* [MATERIAL FOR THE TASK]
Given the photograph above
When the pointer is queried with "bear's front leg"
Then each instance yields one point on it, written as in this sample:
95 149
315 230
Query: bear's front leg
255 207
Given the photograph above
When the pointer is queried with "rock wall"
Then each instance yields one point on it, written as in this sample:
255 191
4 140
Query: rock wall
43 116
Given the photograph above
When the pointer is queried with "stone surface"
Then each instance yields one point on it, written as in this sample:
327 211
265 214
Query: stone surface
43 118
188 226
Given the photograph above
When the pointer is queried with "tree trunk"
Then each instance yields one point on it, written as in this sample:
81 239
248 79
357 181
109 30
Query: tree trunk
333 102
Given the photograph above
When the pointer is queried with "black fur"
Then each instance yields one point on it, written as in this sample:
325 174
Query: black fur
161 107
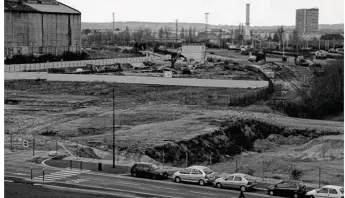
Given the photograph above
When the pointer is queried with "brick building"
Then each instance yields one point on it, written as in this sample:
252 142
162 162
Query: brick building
41 26
307 21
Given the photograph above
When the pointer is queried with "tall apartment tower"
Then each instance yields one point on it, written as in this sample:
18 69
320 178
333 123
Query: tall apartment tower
247 30
307 21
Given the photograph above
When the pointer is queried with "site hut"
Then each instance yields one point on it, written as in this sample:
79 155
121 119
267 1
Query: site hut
41 27
194 51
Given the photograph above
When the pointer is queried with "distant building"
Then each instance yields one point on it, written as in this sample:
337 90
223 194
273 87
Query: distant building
41 26
307 21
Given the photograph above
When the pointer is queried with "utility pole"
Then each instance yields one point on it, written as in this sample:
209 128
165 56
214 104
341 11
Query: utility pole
206 26
113 21
113 27
113 127
320 43
176 30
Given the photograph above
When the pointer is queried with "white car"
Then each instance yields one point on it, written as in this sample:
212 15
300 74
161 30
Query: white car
237 180
327 191
196 174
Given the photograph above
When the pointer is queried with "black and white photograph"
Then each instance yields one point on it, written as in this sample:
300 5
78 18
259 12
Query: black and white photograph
173 99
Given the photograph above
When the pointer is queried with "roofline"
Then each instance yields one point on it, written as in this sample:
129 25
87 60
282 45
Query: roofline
70 7
37 11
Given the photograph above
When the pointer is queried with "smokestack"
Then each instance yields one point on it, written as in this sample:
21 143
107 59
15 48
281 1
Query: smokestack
247 14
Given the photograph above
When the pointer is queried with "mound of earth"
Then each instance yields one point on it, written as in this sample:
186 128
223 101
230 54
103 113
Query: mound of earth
87 152
37 160
322 149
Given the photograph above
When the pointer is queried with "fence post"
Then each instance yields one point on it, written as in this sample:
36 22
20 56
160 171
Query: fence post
319 177
186 159
11 139
236 165
33 147
56 147
77 150
210 160
163 159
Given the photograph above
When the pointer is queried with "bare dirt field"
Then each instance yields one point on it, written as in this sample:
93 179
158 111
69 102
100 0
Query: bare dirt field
147 115
150 119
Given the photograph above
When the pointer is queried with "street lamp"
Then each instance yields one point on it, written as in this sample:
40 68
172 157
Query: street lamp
113 127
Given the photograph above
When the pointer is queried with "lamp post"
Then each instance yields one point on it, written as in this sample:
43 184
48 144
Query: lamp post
113 127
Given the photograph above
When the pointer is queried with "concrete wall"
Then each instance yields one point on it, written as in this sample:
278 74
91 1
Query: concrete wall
41 33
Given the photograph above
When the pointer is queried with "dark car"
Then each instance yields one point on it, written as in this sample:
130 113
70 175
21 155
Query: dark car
293 189
148 170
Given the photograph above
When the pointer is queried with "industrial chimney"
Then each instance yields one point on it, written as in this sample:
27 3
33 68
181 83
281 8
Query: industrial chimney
247 19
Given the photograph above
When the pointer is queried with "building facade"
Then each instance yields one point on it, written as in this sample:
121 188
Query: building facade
41 27
307 21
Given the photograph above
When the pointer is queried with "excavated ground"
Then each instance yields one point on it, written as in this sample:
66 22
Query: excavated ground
150 119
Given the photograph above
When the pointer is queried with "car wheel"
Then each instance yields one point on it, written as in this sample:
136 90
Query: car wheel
201 182
219 185
243 188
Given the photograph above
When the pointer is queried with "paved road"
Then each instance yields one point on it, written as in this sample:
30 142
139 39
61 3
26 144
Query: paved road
118 183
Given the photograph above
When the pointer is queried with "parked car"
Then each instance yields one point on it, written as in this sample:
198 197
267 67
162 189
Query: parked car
327 191
340 50
148 170
237 180
197 174
293 189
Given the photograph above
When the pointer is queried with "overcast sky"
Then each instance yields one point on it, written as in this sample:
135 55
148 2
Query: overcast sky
224 12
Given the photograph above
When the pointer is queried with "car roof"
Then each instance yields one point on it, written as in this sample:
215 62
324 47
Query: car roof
332 186
238 174
198 167
146 163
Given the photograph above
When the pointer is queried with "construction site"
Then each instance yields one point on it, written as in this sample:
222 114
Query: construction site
235 128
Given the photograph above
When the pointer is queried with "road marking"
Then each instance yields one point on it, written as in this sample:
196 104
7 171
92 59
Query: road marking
163 188
128 183
76 181
203 193
57 175
18 169
89 178
12 173
19 174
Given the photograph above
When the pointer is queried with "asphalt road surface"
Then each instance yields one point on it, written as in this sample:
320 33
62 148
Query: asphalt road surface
117 183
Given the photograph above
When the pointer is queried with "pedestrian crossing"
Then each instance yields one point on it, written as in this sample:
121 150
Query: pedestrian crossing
63 174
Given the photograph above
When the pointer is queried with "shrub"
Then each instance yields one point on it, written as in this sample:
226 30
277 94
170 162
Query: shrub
322 96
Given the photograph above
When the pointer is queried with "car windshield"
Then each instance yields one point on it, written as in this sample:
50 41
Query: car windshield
154 167
207 171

* [WHAT YOU NEED TO DO] Copy the preceding data in full and word for word, dropping its pictures.

* [EXERCISE SOLUTION]
Given the photograph above
When the pointer is queried with "bear's front leg"
Then each instance yields one point on it, written as in this sample:
95 149
315 230
Query: bear's front leg
255 207
Given the photograph above
When the pointer is queried with "rock wall"
Then each instance yields one point on it, written as in this sample:
255 191
4 140
Query: rock wall
43 116
Given the photograph above
When the pointer is queried with "stone surface"
Then each instance yields one point on it, written as in this sample:
327 211
265 214
Query: stone surface
43 118
188 226
Given the photograph above
When the pointer is queried with "tree trunk"
Then each instance yields one point on it, written as in this sample:
81 239
248 79
357 181
109 30
Query: tree trunk
333 102
Given the photograph above
When the pointer is queried with "black fur"
Then each instance yields one point on it, written as in this sample:
325 174
Query: black fur
161 107
Given the photograph above
When the pointer is queried with "brick building"
Then each instance yields one point on it, written as in this sample:
252 142
162 162
Query: brick building
41 26
307 21
Given the photograph above
When the pointer is queried with "tall apartment tower"
Then each instance yields one point on it, written as in this sample:
18 69
320 178
333 123
Query: tall apartment tower
247 30
307 21
Given the photograph above
When the pointer is queried with "site hut"
Then each instance yields one point on it, written as in this sample:
79 155
121 119
267 1
Query: site hut
41 27
194 51
Given the photograph above
When the pointer is queried with "distant building"
Then each instance yields one point on it, written as in this sample:
337 90
223 194
273 87
Query: distant building
41 26
307 21
Given the photograph above
When the pointer is queried with "utility pole"
Then each instance yields one point on it, written as in this sample:
209 128
165 56
214 104
341 11
Query: utility pole
206 26
113 21
113 27
113 127
320 43
176 30
Given the photograph above
When the pointer is queried with "white car"
Then each instance yields one point on it, written as in this sample:
212 15
300 74
161 30
Query: white car
237 180
327 191
196 174
Given the photograph above
When the pointer is queried with "black and white photograph"
Then each instance yields one point on it, written as in this sample:
300 5
78 18
259 12
Query: black and white photograph
173 99
Given the photograph above
When the pointer is queried with "roofline"
Then each instance yields one point on it, written as in this sample:
129 25
87 60
282 45
Query: roofline
70 7
37 11
Given the photograph above
When the pointer is queried with "smokestack"
Then each instance yields one point on it, written as in this sample:
21 143
107 59
15 48
281 1
Query: smokestack
247 14
Given the photograph above
When the pointer is queried with "mound of earth"
Then each instance yields one point on it, written as in this sample:
186 128
223 101
230 54
103 113
Query: mound of earth
87 152
37 160
322 149
Given the photograph above
When the pointer is queried with "fence post"
Then each instance yields one point on it, written as in this sample:
36 22
20 56
160 171
Query: fence post
319 177
186 159
11 139
236 165
33 147
56 147
77 150
210 160
163 159
Given the photograph above
When the pointer is queried with "bare dirt field"
Then each instance yields one point on it, written as in this sample:
93 179
158 111
69 102
100 0
Query: bare dirt field
147 115
150 119
Given the photograph above
When the pointer is queried with "street lamp"
Then each instance yields one point on it, written as in this sample:
40 68
172 157
Query: street lamp
113 127
Given the photograph above
When the pointer is queried with "lamp post"
Then each instance yields one point on it, written as in this sample:
43 184
48 144
Query: lamp post
113 127
Given the photograph above
When the pointer is queried with "concrete wall"
Then each instance yields one point on it, written as in this sample:
278 74
91 1
Query: concrete wall
41 33
Given the photograph above
When the pointer is queried with "dark car"
Then each instance yields one point on it, written as in this sample:
130 113
70 175
21 155
Query: dark car
293 189
148 170
Given the photograph above
When the pointer is queried with "industrial chimney"
Then each instance yields one point on it, written as in this sample:
27 3
33 68
181 83
281 8
Query: industrial chimney
247 19
Given the photograph above
When the pointer is queried with "building facade"
Then each instance yields one point on it, written as in this sample:
121 188
Query: building facade
41 27
307 21
Given the photograph above
When the pointer is queried with "excavated ground"
Then each instance yields one point on it, written as in this sample:
66 22
Query: excavated ground
150 119
Given the photograph above
When the pointer is queried with "car wheel"
Then each instance yields one point on it, written as in this sample:
136 90
Query: car wheel
201 182
219 185
243 188
Given the photograph above
When the pointer is queried with "paved road"
Then each instance yields one point on it, written as in this sample:
30 142
139 39
61 3
26 144
Query: paved road
118 183
Given the photograph above
When the pointer is queried with "parked car"
Then each instance yields one point on it, written as in this sample:
198 197
267 67
162 189
Query: parked car
327 191
340 50
148 170
237 180
197 174
293 189
Given the photograph above
When the pointer is queried with "overcast sky"
Then each instance yields one point on it, written as in this sample:
135 55
148 2
Query: overcast sky
224 12
Given the photograph above
When the pointer is queried with "car roof"
Then each instance yields one point on it, written as in this sample:
215 62
324 47
Query: car roof
332 186
238 174
198 167
146 163
Given the photograph above
When the pointer is queried with "construction site"
Then each instance yields one point on it, written as in this sample:
222 114
Query: construction site
235 128
Given the photograph above
When the pointer is queried with "road marking"
Then each instance yields one point on it, written as in this sample:
196 104
7 171
92 59
Query: road marking
163 188
128 183
76 181
203 193
57 175
18 169
89 178
12 173
19 174
Given the photograph above
When the pointer is queried with "asphalt road surface"
Then each instance yields one point on it, written as in this sample:
320 33
62 148
Query: asphalt road surface
117 183
Given the photograph above
When the pointer is queried with "pedestrian crossing"
Then each instance yields one point on it, written as in this sample:
121 150
Query: pedestrian crossing
63 174
Given the photograph above
When the pointer is queried with "shrub"
Then each instance yields one point on it, written as in this sample:
226 30
277 94
170 162
Query: shrub
322 96
Given the photograph above
When the pointer is queried with "car windshield"
Then each instance yields one point on it, written as in this sample:
50 41
Query: car windshield
154 167
207 171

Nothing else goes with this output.